• [Aim] Copy the data below word for word, from its first line through the line that contains "Detection target: crate of produce", both ends included. Leave any pictures out of your copy.

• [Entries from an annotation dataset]
────────────────
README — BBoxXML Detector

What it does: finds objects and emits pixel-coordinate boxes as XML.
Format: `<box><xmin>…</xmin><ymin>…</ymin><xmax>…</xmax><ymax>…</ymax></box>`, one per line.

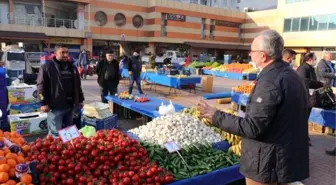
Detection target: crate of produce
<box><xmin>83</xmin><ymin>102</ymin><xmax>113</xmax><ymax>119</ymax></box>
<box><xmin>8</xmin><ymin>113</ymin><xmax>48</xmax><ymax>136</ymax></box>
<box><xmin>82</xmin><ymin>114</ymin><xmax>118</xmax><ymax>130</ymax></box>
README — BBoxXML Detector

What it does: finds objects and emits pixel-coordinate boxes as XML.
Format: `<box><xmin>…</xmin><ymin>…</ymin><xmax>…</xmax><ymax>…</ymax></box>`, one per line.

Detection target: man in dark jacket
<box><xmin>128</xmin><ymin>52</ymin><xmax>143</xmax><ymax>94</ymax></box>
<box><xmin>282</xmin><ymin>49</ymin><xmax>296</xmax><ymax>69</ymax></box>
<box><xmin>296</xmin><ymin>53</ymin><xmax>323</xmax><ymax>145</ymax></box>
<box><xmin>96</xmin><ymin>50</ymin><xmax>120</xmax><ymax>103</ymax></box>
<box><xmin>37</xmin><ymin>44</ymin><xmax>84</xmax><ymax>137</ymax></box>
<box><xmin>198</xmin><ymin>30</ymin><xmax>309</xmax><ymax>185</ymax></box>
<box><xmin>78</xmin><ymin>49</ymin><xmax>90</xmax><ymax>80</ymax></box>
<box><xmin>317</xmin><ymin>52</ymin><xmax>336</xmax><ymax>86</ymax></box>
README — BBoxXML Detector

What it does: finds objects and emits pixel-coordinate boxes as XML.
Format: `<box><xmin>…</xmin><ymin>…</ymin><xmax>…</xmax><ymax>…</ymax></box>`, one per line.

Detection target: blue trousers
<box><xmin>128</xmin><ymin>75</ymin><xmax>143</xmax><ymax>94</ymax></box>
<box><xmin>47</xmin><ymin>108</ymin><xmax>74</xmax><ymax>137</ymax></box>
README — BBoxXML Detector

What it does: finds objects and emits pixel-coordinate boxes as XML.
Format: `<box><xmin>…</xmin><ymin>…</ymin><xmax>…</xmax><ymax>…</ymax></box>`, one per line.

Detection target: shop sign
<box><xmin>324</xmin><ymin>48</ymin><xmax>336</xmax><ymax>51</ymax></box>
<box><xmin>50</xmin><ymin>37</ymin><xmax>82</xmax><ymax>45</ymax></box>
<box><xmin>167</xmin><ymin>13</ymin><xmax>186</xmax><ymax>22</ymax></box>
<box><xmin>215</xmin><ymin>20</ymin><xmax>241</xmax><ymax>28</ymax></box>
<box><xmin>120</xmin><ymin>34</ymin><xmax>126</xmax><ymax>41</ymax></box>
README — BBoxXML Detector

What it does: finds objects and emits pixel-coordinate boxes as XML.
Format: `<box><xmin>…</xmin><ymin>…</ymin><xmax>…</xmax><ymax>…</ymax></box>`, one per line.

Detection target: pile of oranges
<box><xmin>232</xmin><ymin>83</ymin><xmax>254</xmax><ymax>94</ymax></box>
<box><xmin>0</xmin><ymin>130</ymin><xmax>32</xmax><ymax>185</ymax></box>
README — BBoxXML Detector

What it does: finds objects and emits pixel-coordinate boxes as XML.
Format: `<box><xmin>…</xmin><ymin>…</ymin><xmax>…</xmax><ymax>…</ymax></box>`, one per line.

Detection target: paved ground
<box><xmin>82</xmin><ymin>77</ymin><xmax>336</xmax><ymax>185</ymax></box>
────────────────
• [The output]
README — BBoxXML Detector

What it does: finds objects and emits pixel-coordinate boxes as XML.
Format: `<box><xmin>…</xmin><ymin>…</ymin><xmax>…</xmax><ymax>…</ymax></box>`, one per line.

Detection target: crate of produce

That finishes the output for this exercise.